-- begin ENTRIES SHOWN --

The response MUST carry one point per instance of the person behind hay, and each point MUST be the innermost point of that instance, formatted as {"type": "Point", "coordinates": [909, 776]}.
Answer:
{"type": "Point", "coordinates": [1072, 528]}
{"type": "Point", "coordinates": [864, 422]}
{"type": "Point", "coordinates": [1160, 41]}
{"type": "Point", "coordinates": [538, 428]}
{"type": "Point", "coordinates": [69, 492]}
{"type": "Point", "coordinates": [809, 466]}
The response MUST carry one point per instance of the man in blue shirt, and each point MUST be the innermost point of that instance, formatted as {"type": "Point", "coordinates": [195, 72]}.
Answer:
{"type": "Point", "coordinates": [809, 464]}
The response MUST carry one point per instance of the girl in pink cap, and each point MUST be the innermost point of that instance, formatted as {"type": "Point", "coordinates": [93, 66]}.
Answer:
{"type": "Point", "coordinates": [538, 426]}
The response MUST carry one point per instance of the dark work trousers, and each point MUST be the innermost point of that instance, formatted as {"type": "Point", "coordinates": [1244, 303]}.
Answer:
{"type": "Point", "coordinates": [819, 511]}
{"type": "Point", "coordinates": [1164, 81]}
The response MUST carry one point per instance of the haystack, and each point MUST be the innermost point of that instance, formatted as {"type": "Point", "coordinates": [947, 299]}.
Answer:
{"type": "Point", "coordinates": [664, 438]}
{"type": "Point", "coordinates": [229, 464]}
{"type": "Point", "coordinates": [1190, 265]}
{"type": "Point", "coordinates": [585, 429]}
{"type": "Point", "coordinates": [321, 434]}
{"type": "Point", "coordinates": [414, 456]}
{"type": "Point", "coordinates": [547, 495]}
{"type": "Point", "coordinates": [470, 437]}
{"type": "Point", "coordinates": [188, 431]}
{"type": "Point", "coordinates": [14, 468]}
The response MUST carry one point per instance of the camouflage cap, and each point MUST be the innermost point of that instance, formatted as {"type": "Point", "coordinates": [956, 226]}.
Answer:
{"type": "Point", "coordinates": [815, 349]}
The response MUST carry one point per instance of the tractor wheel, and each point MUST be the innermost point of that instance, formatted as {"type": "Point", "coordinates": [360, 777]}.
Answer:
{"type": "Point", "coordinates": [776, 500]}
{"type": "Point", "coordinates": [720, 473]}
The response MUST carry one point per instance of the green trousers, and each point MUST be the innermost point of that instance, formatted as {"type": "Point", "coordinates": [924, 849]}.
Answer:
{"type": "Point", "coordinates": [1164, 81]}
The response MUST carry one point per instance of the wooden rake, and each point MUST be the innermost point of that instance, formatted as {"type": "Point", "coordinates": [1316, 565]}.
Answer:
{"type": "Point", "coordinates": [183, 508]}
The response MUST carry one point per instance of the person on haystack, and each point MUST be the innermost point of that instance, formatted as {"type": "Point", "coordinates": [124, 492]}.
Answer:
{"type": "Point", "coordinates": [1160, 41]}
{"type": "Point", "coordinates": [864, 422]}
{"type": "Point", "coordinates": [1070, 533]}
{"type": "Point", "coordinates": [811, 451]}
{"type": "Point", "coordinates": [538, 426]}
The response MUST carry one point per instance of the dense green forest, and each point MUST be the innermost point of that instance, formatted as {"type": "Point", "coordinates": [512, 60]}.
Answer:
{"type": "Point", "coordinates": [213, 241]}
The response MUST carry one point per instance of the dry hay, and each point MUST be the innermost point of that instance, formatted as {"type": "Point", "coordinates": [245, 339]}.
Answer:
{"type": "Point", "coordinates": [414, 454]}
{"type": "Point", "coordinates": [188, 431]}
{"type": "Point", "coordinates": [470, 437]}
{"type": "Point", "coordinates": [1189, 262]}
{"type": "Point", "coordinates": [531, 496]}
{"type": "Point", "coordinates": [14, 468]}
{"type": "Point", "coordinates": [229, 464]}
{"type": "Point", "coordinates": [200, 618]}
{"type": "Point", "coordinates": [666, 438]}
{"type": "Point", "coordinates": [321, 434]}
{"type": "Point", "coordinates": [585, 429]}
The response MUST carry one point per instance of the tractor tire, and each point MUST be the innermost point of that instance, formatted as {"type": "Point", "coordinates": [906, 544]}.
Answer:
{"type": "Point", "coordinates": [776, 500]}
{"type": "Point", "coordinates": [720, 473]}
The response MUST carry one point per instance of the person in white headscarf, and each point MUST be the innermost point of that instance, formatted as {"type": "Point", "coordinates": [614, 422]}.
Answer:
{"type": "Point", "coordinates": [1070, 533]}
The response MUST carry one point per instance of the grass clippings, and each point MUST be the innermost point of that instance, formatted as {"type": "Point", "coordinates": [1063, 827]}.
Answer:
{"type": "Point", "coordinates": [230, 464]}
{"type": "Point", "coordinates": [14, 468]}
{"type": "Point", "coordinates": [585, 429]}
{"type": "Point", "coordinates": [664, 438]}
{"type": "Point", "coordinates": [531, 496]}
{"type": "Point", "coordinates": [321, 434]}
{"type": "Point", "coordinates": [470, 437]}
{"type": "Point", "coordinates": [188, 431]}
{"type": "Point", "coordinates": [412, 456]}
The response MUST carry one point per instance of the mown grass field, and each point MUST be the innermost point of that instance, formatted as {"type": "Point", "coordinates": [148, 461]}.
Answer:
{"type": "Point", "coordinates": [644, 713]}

-- end ENTRIES SHOWN --
-- begin ENTRIES SHOWN --

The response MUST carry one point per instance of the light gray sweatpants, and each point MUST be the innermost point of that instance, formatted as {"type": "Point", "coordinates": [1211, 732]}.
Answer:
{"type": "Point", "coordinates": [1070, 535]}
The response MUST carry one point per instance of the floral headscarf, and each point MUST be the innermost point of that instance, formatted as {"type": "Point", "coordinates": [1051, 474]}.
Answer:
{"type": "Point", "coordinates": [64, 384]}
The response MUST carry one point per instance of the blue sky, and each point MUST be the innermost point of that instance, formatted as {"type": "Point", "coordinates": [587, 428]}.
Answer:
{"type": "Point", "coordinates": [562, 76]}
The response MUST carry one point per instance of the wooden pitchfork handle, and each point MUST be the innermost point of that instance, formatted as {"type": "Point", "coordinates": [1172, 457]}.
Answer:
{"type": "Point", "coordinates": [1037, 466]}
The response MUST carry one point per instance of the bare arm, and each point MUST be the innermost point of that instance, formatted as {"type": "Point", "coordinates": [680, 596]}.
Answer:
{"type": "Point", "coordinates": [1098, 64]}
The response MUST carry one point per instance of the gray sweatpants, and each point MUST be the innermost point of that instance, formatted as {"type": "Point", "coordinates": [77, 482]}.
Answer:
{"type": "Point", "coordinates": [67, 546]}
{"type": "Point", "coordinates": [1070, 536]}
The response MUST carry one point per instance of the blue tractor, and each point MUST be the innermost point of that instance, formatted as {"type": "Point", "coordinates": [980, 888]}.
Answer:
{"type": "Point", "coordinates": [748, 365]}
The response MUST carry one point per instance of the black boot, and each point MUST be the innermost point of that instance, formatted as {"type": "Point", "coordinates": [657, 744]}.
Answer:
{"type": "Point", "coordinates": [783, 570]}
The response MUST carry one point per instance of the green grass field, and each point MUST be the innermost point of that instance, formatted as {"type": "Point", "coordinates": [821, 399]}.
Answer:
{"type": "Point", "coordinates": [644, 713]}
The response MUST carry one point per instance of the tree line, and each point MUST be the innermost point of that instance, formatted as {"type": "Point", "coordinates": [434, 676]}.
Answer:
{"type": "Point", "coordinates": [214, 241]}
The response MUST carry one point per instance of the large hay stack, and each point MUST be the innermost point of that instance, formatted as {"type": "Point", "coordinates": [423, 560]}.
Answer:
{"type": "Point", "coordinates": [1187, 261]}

-- end ENTRIES SHOWN --

EXERCISE OBJECTIVE: Return each line above that contains the string "grass", treating uppercase and lowercase letters as distinct.

SOLUTION:
The response MUST carry one point per instance of the grass clippings, and each point MUST be the innermost point of that instance, formatted as {"type": "Point", "coordinates": [1063, 827]}.
The response MUST carry one point per instance of the mown grass field, and each point MUST be the innermost point of that instance, formatted as {"type": "Point", "coordinates": [148, 461]}.
The response MUST carry one point per instance of the green grass field, and each point MUST be the innermost point of that instance, formatted as {"type": "Point", "coordinates": [821, 399]}.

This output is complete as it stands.